— REQUIRED ACTION —
Every entry below must be repeated exactly; skip the pictures.

— EXTRACTED MATERIAL —
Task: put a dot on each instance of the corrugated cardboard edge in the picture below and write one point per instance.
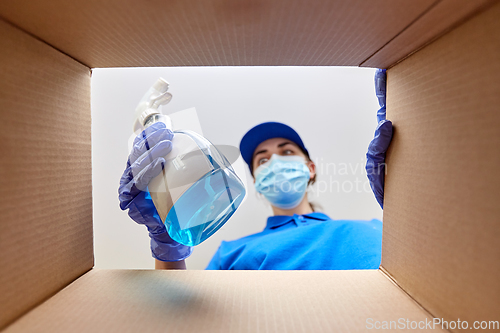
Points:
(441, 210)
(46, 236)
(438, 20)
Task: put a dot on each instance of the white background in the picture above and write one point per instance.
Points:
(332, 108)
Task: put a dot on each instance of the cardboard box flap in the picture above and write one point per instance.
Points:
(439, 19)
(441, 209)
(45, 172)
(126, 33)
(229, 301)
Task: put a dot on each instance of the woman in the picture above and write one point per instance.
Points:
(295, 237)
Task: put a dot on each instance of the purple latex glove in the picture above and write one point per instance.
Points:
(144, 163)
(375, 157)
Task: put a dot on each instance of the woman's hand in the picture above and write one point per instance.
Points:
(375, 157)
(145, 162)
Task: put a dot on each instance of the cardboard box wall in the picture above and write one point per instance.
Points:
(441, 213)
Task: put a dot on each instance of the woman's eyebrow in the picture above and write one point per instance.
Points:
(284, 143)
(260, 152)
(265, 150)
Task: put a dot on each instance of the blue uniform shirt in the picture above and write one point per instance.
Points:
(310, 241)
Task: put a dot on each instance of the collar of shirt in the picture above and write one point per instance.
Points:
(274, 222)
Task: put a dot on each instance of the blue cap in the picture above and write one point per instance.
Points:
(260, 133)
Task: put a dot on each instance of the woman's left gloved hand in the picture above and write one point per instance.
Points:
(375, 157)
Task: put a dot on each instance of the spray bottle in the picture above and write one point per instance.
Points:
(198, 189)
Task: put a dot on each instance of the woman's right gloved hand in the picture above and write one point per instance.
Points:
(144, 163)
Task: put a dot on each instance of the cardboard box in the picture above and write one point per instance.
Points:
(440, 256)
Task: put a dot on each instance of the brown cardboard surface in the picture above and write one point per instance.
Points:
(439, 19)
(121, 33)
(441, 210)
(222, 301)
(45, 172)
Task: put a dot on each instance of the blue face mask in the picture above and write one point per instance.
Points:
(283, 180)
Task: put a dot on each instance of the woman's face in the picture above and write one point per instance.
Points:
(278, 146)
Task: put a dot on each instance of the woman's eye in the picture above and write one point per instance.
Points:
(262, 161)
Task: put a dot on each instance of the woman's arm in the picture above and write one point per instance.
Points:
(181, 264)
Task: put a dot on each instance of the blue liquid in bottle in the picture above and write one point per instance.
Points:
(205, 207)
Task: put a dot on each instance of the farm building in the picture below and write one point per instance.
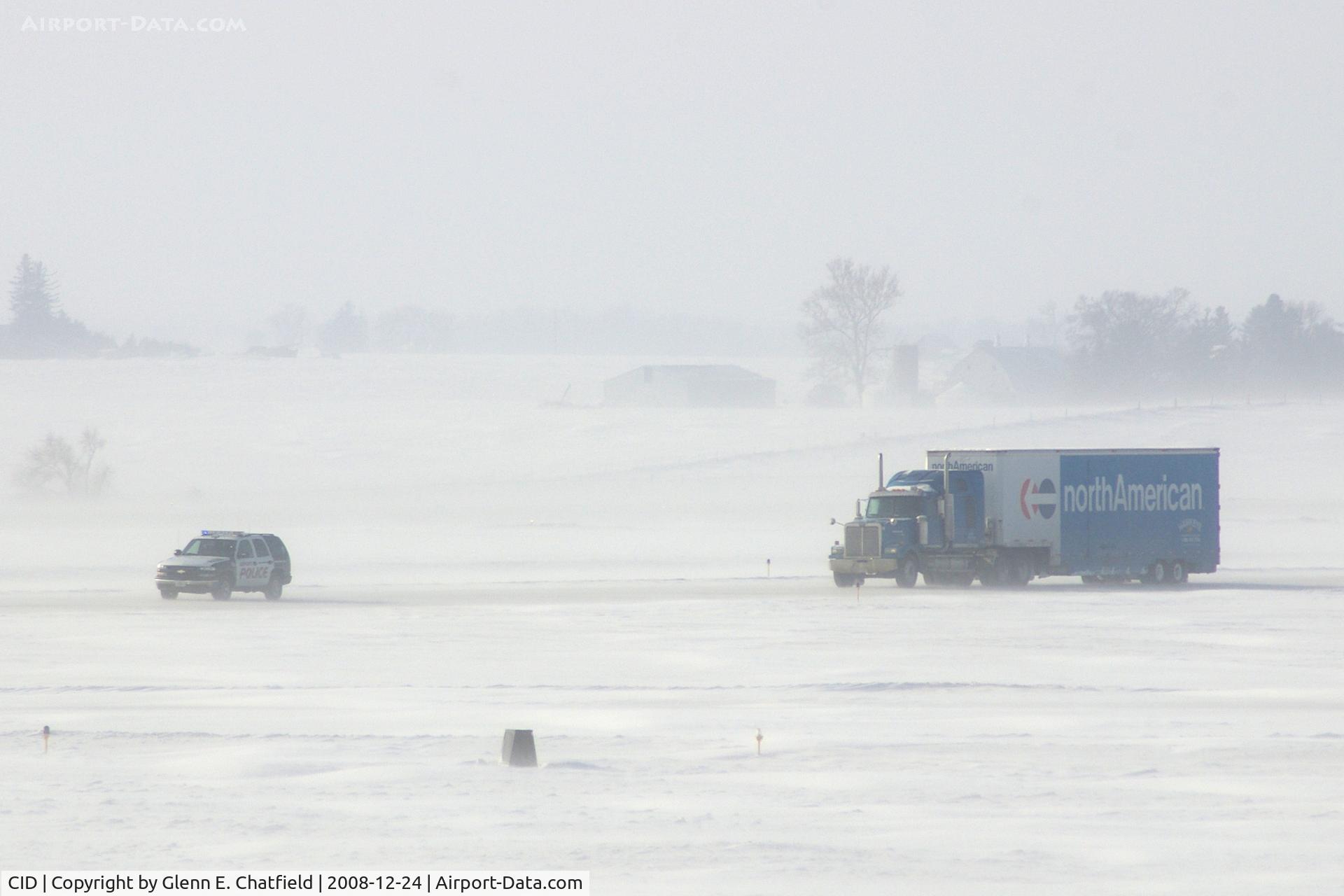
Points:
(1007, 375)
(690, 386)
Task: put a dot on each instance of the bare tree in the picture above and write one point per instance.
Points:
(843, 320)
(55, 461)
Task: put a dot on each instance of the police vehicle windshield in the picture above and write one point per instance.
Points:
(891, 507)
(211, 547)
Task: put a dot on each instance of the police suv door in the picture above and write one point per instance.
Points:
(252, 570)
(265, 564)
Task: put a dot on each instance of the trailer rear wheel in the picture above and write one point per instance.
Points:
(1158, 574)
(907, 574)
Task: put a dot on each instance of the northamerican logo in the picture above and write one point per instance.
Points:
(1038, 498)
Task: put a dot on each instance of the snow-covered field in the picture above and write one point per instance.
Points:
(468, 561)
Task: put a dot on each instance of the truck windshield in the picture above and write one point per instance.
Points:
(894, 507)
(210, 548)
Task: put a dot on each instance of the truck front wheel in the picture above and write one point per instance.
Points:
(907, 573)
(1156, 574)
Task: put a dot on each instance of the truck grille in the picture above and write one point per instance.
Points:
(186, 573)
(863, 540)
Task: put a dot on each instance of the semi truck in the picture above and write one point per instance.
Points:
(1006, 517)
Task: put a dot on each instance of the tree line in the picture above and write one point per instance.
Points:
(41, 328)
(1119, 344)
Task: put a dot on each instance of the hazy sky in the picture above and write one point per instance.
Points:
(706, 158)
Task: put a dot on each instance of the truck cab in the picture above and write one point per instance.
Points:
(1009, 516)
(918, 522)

— WRITTEN RESPONSE —
Task: put a dot on each instance of the corrugated cardboard edge in the picture below and write one point per instance.
Points:
(441, 210)
(46, 236)
(438, 20)
Task: put a dot on each instance of the white background in the picture above and write one point per instance.
Points:
(332, 108)
Task: put a dot on each instance of the cardboard box flap in the picture above and write one point per instance.
Points:
(439, 19)
(441, 209)
(45, 172)
(126, 33)
(229, 301)
Task: put a dot on each instance of the woman in the picture above and write one point per instance.
Points:
(295, 237)
Task: put a dot on each instance of the purple latex glove in the picture above and write one point per instance.
Points:
(144, 163)
(375, 157)
Task: put a dot on each instance of the woman's hand in the picture above and write one point per instance.
Points:
(375, 157)
(145, 162)
Task: put a dot on each instance of the cardboard box wall in the picture above and write one point per instance.
Points:
(441, 213)
Task: put a dot on each instance of the woman's eyebrow in the picture above and write one point per instance.
Points:
(284, 143)
(260, 152)
(265, 150)
Task: put a dot on each instance of the blue uniform shirt in the picture above and write one point per instance.
Points:
(310, 241)
Task: put a dot on each instance of the collar of shirt in the picture above and write one point per instance.
Points:
(274, 222)
Task: put a dot on each instance of the blue cap in the picture above and write one point per instance.
Points:
(260, 133)
Task: put a dot on each instance of the woman's left gloved hand in the picture above and write one point per instance.
Points:
(375, 157)
Task: put a dot on each instance of the spray bottle in the picture above and write one point per instance.
Points:
(198, 189)
Task: put a dot on each instance of the woman's right gloved hand in the picture above and write one point per instance.
Points:
(144, 163)
Task: put a dot on each instance of the cardboard box in the picture above and write one point per instance.
Points:
(440, 256)
Task: put a dot on each instance of the brown cardboard surface in the picture above and write one point per instance.
Points:
(439, 19)
(121, 33)
(441, 210)
(222, 301)
(45, 172)
Task: put a dot on each instance of the blue face mask in the picture above and write one point per instance.
Points:
(283, 180)
Task: put a dot on each instance of the woman's face in the picture above and write one point per instance.
Points:
(278, 146)
Task: put a dot on each instance of the woman's eye in the picture above and write one point per instance.
Points:
(262, 161)
Task: put a dot on each instance of the woman's arm in the picture above and write one point per instance.
Points:
(181, 264)
Task: put a dot on each instance of the blue liquid in bottle in the picture above and write one point per instance.
Points:
(205, 207)
Task: put a dot on each instance of the farm building in the picture below and write one point per instance.
Points:
(1007, 375)
(690, 386)
Task: put a dot on each instance of the bare tree in the picture above and write one point per instance.
Points:
(843, 320)
(55, 461)
Task: put a dot on each instance of the police vehicle windshield in the picture above and write one point per instance.
Points:
(891, 507)
(211, 547)
Task: put a dot on each instance of the police suv door in the picture above and write one point per instance.
Points:
(252, 570)
(265, 564)
Task: put a dot on each instance of the trailer rear wheel in the picture above and write one point per instance.
Points:
(1158, 574)
(907, 574)
Task: put a dot on each instance of the northamerican logo in the picture above and write one point per instance.
Points:
(1038, 498)
Task: put a dot on each instance of the snow-covered field in the picture above and write one point per instance.
Points:
(468, 561)
Task: put a dot on each instance of the truck windshield in the picture above and write one point per instance.
Points:
(894, 507)
(210, 548)
Task: put a dot on each instance of the truck front wheel in the picture above and write one point per instance.
Points:
(907, 573)
(1156, 574)
Task: put a dot on each instance of the truck grille in the picture above and write one point per instance.
Points:
(186, 573)
(863, 540)
Task: put a dot on each instance of the semi truck in the picture above and write one point per instance.
Points:
(1006, 517)
Task: put a dot on each instance of the tree line in the picture above and write one point per instance.
Points:
(41, 328)
(1119, 344)
Task: put a dot on each instance of the hazy sky in the picture above and write one point per instance.
Points:
(706, 158)
Task: put a dot on each instance of the truck cab in the picture above and write one point per instance.
Points:
(1009, 516)
(918, 522)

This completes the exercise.